**Supplied information**:
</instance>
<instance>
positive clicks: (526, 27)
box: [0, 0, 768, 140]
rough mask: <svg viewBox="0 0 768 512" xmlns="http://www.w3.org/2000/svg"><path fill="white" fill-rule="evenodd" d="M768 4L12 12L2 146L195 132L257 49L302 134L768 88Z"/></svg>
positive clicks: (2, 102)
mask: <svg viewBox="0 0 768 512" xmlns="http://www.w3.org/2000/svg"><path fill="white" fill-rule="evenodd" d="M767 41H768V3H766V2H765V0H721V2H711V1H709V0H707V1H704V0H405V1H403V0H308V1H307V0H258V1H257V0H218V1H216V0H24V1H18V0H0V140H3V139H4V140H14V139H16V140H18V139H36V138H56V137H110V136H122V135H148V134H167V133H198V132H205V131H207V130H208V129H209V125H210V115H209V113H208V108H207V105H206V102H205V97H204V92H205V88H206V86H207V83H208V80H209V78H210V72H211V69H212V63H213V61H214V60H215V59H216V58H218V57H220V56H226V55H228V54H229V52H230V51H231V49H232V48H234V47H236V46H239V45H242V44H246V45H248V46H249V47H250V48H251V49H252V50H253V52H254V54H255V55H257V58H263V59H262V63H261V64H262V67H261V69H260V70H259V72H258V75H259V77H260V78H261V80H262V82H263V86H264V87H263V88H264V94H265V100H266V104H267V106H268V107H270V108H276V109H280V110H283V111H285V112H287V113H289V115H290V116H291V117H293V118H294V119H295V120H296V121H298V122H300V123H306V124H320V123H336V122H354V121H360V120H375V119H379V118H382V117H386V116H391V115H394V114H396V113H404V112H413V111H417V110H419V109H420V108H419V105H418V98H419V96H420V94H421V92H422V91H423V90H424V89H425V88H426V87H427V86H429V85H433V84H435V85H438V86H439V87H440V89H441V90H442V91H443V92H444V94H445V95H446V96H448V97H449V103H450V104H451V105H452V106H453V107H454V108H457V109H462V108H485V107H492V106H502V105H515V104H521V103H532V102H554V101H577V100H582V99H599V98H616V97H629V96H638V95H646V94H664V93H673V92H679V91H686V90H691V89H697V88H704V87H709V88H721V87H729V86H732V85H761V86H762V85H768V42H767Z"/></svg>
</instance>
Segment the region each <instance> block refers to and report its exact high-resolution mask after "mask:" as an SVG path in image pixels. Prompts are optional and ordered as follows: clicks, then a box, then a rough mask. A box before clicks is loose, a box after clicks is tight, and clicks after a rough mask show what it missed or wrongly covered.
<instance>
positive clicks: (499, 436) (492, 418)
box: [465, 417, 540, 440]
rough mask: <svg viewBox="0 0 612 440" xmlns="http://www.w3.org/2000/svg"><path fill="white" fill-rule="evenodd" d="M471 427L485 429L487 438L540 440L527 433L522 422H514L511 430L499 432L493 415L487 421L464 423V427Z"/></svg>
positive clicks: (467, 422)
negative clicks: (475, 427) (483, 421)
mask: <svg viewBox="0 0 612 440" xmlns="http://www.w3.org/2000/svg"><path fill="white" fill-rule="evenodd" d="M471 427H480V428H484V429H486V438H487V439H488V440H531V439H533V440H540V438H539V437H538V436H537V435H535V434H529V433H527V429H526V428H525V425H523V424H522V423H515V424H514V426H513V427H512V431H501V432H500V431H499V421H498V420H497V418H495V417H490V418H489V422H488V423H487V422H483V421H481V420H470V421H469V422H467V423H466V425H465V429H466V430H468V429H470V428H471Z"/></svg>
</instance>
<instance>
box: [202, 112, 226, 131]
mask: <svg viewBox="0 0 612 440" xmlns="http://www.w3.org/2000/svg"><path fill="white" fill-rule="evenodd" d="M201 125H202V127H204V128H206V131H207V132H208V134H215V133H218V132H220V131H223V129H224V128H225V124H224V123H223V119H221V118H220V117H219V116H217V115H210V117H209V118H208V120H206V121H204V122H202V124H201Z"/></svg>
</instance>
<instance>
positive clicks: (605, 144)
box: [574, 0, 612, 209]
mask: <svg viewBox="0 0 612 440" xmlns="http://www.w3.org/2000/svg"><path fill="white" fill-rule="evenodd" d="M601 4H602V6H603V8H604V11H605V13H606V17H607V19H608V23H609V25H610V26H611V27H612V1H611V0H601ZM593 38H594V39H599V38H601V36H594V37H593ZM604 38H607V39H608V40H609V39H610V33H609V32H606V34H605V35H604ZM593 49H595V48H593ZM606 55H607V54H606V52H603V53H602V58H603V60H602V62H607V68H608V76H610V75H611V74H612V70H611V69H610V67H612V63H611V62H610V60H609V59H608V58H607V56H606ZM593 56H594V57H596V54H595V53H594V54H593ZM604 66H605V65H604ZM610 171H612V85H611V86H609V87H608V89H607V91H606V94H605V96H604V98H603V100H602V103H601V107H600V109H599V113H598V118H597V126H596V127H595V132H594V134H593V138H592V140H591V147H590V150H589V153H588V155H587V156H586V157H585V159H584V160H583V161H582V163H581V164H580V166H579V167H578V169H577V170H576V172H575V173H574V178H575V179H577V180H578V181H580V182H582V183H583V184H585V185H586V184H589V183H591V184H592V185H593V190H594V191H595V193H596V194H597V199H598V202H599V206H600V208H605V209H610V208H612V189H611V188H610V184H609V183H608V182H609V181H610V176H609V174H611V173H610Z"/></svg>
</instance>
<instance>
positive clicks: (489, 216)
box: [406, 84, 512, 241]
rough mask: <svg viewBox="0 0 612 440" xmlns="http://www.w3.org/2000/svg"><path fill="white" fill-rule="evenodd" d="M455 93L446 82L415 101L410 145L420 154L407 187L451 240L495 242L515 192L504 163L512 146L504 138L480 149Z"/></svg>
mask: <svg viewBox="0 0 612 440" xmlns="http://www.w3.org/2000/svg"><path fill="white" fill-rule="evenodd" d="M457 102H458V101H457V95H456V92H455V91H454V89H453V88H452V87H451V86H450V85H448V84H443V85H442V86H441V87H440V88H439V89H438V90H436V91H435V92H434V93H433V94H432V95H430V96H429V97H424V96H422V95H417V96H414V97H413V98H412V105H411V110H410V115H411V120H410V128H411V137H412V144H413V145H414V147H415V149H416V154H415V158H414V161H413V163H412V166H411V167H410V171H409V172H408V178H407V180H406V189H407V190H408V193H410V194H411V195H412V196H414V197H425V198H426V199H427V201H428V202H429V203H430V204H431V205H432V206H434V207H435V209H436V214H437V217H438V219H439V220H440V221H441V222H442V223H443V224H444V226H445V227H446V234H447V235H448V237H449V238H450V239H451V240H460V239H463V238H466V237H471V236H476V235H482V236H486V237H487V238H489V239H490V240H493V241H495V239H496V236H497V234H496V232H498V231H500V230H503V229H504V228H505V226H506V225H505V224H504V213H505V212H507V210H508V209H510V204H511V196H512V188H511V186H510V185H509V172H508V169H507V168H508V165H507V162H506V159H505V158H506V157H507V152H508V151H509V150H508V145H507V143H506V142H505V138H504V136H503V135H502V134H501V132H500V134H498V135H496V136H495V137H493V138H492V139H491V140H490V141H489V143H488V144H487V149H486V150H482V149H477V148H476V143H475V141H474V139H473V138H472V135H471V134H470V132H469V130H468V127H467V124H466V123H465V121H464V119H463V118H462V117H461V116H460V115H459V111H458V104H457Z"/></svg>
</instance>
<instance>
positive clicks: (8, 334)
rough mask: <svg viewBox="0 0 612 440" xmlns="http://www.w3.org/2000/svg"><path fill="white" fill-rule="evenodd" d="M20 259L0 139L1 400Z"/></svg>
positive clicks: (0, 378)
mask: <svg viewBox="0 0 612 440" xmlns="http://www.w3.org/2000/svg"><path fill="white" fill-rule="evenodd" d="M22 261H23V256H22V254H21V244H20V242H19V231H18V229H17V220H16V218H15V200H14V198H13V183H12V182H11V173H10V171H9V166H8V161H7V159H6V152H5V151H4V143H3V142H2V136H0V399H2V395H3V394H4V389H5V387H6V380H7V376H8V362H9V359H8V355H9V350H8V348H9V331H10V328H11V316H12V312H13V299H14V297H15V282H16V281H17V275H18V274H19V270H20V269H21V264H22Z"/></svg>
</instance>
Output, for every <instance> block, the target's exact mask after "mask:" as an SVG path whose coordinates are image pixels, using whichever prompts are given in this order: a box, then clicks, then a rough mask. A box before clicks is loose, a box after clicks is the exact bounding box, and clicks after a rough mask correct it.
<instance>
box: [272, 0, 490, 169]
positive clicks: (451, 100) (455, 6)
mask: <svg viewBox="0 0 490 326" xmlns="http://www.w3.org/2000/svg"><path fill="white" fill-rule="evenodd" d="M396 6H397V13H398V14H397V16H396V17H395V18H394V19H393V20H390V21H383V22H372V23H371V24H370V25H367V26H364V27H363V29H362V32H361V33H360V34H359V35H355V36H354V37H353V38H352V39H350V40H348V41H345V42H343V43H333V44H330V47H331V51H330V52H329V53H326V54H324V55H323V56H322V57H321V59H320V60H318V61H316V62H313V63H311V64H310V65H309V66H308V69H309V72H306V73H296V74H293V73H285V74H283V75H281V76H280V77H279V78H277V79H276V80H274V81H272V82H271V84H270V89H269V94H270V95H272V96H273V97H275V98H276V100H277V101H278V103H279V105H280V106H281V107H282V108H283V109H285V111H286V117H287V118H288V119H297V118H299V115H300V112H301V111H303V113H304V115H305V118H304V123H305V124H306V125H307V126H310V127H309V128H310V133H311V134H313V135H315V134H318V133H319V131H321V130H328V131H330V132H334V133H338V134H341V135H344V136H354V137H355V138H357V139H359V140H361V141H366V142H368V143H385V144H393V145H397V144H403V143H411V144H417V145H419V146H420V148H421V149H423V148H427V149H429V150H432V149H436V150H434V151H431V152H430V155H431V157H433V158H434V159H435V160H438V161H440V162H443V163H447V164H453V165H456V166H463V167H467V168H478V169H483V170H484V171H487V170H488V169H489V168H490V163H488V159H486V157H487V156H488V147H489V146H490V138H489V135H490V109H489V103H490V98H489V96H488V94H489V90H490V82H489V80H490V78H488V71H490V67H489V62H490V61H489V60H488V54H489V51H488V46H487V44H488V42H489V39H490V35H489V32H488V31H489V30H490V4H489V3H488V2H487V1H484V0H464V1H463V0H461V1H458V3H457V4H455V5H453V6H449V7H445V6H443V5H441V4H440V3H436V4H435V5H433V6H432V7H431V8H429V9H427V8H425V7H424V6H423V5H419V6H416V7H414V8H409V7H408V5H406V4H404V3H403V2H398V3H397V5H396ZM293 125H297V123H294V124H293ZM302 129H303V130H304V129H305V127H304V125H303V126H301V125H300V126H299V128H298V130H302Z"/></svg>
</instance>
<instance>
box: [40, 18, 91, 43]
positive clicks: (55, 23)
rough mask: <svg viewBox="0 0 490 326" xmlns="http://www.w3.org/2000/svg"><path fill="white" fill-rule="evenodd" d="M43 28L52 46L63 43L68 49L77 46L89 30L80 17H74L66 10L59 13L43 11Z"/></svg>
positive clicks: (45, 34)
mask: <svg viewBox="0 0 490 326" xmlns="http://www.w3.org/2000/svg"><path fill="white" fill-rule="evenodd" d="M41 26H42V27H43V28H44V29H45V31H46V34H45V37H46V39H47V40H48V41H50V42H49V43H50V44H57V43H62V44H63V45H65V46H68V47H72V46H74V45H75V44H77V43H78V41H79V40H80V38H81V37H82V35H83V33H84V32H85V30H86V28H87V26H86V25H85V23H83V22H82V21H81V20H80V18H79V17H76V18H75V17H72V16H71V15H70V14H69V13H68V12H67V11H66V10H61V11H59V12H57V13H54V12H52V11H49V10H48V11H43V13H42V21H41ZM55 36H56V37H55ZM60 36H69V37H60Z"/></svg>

**The problem**: Wherever a line of the records above contains the string "block", copy that line out.

**Solution for this task**:
Segment the region each <instance> block refers to and report its exact high-resolution mask after "mask:" as an SVG path in image pixels. Prompts are optional and ordered as follows: clicks, then a box, then a rough mask. A box before clicks is loose, a box after clicks is tight, and clicks after a rough mask show what it missed or wrongly covered.
Output, for every <instance> block, the target's exact mask after "mask:" as an SVG path whose coordinates are image pixels, using whichever prompts are given in this order: a box, then clicks, then a rough mask. A box before clicks is loose, a box after clicks is the exact bounding box, and clicks after a rough mask correct it.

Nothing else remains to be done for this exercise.